Extract provided:

Accuracy, precision, recall, and F1 score for test dataset.

Model	Accuracy	Precision	Recall	F1 score
17 Primary tumor types
CNN-17-PC	0.976	0.970	0.967	0.966
CNN-17	0.972	0.954	0.951	0.951
32 Primary tumor types
CNN-32-PC	0.952	0.921	0.931	0.924
CNN-32	0.947	0.924	0.934	0.927

Open in a new tab

Accuracy by primary tumor type

Supplemental Table S2 shows the accuracy for each model by primary tumor type while Supplemental Tables S3 and S4 show the precision, recall, and F1 scores. To understand which primary tumor types have a tendency to be misclassified, we generated confusion matrices for each model as well. From Supplemental Table S2 as well as Figure 5 and Supplemental Figure S2, the test accuracy was above 90% for 16 of the 17 primary tumor types for both the CNN-17 and CNN-17-PC models. Only LUSC had an accuracy below 90% with 67% for CNN-17 and 73% for CNN-17-PC. In Figure 5 and Supplemental Figure S2, the most common misclassified primary tumor type for LUSC was LUAD. When looking at the CNN-32 and CNN-32-PC models, there were some slight differences. For the CNN-32 and CNN-32-PC models, the test accuracy was above 80% for 28 and 29 primary tumor types respectively and 90% for 25 primary tumor types (Supplemental Table S2, Supplemental Figure S3, and Figure 6). The primary tumor types with an accuracy of below 80% shared between both models include CHOL at 40% and READ at 0%. The primary tumor type that CHOL was misclassified as was liver hepatocellular carcinoma (LIHC) in the CNN-32-PC model while both LIHC and pancreatic adenocarcinoma (PAAD) were the main primary tumor types in the CNN-32 model. As expected from the t-SNE plot above, all of the test samples for READ in both models were misclassified as COAD. In the CNN-32 model, the test accuracy for kidney chromophobe (KICH) was much lower than the CNN-32-PC model (56% vs 89% respectively). Interestingly, the accuracy for LUSC was slightly better in the 32 primary tumor type models with an accuracy of 89% (CNN-32-PC) and 93% (CNN-32), perhaps due to random sample selection.

Figure 5. — Confusion matrix of accuracy for 17 primary tumor types and protein coding genes only.

Figure 6. — Confusion matrix of accuracy for 32 primary tumor types and protein coding genes only.

Supplied information:
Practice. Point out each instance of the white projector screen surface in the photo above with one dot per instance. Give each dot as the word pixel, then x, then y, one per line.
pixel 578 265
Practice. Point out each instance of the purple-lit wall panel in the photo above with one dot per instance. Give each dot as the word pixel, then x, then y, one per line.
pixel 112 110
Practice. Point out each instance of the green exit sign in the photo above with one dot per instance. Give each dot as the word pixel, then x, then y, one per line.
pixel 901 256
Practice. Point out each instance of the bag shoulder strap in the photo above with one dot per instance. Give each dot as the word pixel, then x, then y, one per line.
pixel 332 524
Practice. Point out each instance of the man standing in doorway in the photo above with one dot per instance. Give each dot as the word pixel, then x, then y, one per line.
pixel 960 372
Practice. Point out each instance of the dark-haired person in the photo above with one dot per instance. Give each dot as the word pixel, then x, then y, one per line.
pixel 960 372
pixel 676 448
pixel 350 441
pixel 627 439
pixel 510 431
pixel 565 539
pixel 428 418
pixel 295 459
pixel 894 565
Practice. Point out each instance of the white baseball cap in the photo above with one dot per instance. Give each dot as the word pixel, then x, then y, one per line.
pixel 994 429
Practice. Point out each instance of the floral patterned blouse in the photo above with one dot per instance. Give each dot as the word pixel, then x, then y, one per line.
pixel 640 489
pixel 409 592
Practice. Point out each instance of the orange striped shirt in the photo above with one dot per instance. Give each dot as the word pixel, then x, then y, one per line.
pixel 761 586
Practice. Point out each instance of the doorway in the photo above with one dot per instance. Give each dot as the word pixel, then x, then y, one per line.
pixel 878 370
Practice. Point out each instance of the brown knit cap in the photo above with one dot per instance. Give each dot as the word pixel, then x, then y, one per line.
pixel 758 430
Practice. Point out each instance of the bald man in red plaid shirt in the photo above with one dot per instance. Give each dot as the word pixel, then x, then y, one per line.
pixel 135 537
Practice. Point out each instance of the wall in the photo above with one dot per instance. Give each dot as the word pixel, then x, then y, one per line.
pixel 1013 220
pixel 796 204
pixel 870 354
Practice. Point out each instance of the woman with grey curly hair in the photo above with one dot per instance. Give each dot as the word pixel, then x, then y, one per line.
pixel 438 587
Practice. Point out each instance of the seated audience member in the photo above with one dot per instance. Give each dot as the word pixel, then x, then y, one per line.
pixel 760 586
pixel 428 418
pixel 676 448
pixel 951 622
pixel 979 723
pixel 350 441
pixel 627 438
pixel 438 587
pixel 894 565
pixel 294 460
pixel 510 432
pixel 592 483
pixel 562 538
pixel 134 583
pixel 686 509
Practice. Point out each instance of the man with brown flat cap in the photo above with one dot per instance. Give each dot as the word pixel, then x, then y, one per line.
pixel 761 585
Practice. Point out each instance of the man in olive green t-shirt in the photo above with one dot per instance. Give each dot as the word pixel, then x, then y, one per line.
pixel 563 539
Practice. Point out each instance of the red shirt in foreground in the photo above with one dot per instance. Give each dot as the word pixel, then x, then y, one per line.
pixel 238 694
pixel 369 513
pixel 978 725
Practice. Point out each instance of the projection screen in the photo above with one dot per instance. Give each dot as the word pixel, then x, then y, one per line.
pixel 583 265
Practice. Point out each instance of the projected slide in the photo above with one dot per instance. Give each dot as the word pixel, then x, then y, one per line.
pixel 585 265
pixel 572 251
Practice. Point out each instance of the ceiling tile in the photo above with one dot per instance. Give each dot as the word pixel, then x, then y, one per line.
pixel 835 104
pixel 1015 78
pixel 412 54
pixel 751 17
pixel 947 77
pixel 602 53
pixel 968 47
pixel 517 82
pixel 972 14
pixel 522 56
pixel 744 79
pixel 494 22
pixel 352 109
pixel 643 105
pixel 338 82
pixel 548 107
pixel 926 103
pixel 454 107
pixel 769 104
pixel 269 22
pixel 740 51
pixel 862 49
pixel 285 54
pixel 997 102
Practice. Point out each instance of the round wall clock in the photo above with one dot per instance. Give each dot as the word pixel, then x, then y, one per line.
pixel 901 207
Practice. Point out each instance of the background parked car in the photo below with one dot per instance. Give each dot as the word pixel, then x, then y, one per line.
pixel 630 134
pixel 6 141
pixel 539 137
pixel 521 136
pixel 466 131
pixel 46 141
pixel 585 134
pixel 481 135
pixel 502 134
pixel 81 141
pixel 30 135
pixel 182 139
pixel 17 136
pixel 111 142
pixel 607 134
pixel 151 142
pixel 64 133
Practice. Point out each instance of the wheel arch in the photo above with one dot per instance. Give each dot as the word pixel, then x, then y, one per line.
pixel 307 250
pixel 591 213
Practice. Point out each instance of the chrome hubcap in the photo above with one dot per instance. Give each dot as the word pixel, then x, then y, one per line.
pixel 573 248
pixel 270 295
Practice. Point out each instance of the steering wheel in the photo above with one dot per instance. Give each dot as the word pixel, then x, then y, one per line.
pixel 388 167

What you will do:
- 1) Using the tumor classification text, decide whether each statement agrees with it: (a) LUSC samples were most often misclassified as LUAD; (b) the CNN-32 model reached higher accuracy for KICH than the CNN-32-PC model; (c) every READ test sample in both 32-type models was misclassified as COAD. For each statement, answer yes or no and quote the deciding words.
- 2) According to the tumor classification text, which primary tumor type was CHOL misclassified as in the CNN-32-PC model?

Solution list:
- 1)
(a) Yes: "the most common misclassified primary tumor type for LUSC was LUAD."
(b) No: "the test accuracy for kidney chromophobe (KICH) was much lower than the CNN-32-PC model (56% vs 89% respectively)."
(c) Yes: "all of the test samples for READ in both models were misclassified as COAD."

- 2) Liver hepatocellular carcinoma (LIHC).